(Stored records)
────────────────
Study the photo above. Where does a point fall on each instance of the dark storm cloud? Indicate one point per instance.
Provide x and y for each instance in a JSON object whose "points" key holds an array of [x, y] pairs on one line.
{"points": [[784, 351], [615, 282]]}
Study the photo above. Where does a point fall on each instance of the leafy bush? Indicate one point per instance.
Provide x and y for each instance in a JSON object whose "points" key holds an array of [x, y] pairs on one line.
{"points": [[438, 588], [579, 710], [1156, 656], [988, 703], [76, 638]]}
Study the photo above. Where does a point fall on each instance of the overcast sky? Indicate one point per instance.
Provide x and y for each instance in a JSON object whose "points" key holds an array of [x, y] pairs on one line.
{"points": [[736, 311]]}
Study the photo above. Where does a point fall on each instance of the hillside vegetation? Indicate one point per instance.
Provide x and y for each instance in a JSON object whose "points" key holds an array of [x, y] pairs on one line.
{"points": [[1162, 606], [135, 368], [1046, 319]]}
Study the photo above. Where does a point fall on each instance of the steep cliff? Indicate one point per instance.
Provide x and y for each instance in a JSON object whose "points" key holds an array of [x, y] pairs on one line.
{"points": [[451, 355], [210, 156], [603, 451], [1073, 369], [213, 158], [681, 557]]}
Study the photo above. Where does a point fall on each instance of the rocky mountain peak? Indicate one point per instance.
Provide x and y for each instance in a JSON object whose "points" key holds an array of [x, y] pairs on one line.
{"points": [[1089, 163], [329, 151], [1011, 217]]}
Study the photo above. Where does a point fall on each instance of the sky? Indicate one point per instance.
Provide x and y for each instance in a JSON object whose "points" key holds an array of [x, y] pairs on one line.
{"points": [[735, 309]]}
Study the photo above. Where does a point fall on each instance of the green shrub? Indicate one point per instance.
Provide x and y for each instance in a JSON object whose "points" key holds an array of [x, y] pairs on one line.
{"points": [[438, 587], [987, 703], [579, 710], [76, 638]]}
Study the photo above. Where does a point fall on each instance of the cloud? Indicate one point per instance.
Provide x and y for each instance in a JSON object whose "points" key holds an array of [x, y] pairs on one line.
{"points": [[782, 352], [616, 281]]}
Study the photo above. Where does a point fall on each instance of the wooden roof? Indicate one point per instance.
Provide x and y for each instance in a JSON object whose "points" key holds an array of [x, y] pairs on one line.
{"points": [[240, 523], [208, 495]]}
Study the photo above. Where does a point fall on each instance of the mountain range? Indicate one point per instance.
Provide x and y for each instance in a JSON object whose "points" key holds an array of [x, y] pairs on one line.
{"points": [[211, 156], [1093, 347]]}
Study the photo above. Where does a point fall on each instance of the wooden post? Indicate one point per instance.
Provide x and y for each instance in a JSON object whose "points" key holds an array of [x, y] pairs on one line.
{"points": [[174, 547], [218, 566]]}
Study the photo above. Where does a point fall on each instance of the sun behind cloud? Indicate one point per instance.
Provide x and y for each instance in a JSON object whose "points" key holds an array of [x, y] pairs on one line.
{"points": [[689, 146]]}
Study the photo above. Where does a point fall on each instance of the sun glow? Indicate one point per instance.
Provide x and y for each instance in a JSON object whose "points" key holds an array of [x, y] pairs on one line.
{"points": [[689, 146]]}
────────────────
Instruction:
Nothing in the listing may be changed; retype it all exactly.

Complete answer:
Study the photo above. Where does a point fall on each instance of the dark storm cloud? Indicate one point per instance.
Provide x and y for each instance in a JSON object whose "points" key holds an array of [x, y] pairs on one line.
{"points": [[784, 351], [615, 282]]}
Study the photo above. Where does a point fall on each instance of the leafy bush? Indicate one point per instance.
Provide x and y for each instance in a JSON object whose "points" key holds an array of [x, y] pairs on one line.
{"points": [[438, 588], [579, 710], [1156, 656], [988, 703], [76, 638]]}
Study the photo above. Where does a point fall on each instance of the overcast sky? Indicate one point per instance.
Provide x and y for each instance in a JSON object whose "points" key holds an array of [x, y] pairs on one line.
{"points": [[736, 311]]}
Study the photo above. Where does a point fall on each instance of the hillside vegetation? Indicate one point per instance.
Provide x and y for each instance in a JSON object whose "points" key holds an array of [x, y] pairs on one line.
{"points": [[1162, 606], [135, 368], [1046, 319]]}
Study the photo above. Where does a point fall on each instance of the steep cliff? Indicate one point per instance.
Provide x and y for each instance in a JSON object whose "points" key holds an array of [x, y] pairs on one line.
{"points": [[451, 355], [210, 156], [603, 451], [1073, 369], [213, 158], [681, 557]]}
Study the photo above. Where does a point fall on each instance of the rocky mountain peak? Indicate one point per instance.
Provide x and y for each instance in a JSON object whose "points" key holds an array of [x, y] pairs on one line.
{"points": [[1089, 163], [329, 151], [1011, 217]]}
Study the photo above. Where does a point fall on each instance of the sky? Indicate one point per instance.
Provide x and y for each instance in a JSON object whose "points" key holds an array of [x, y] pairs on one line.
{"points": [[735, 309]]}
Study the photo above. Where does a point fall on each instance of the green shrub? Indicate one point per instance.
Provide x and y for each instance in a JSON object whose "points" key holds an array of [x, y] pairs on one line.
{"points": [[438, 587], [987, 703], [579, 710], [76, 638]]}
Study the photo above. Where does a point fall on each instance of the cloud? Indicate one point per instance.
Provide x and y for each instance in a JSON object whose "points" key holds an array of [x, y] pairs on one line.
{"points": [[782, 352], [616, 281]]}
Study the photo above. Where does a point fall on each instance of the wooden roof? Indicate one point per instance.
Provide x and y for each instance in a JSON object whose "points" key holds an array of [x, y] pairs on one line.
{"points": [[240, 523], [208, 495]]}
Study the photo above. Where does a point fall on each instance of the mountain range? Indicate one point per instance.
Provide x and y for each instance in a JSON object whose "points" key holds an array of [x, y] pairs on one line.
{"points": [[211, 156], [1093, 347]]}
Study the photo above. Where does a point fall on each instance of the wooden post? Indicate one point per instance.
Provide x and y for each instance in a JSON object whose "points" key holds an array of [x, y] pairs on one line.
{"points": [[174, 547], [218, 566]]}
Study the photo above. Where does a point fall on each instance of the sun behind cloud? Indicate one point per instance.
Provide x and y for each instance in a JSON object whose "points" key holds an array of [x, y] pairs on one line.
{"points": [[689, 146]]}
Study the photo above. Where does a point fall on each instance of the sun glow? Indicate one point per instance.
Provide x and y for each instance in a JSON object whose "points" key holds an array of [x, y] pairs on one line.
{"points": [[689, 146]]}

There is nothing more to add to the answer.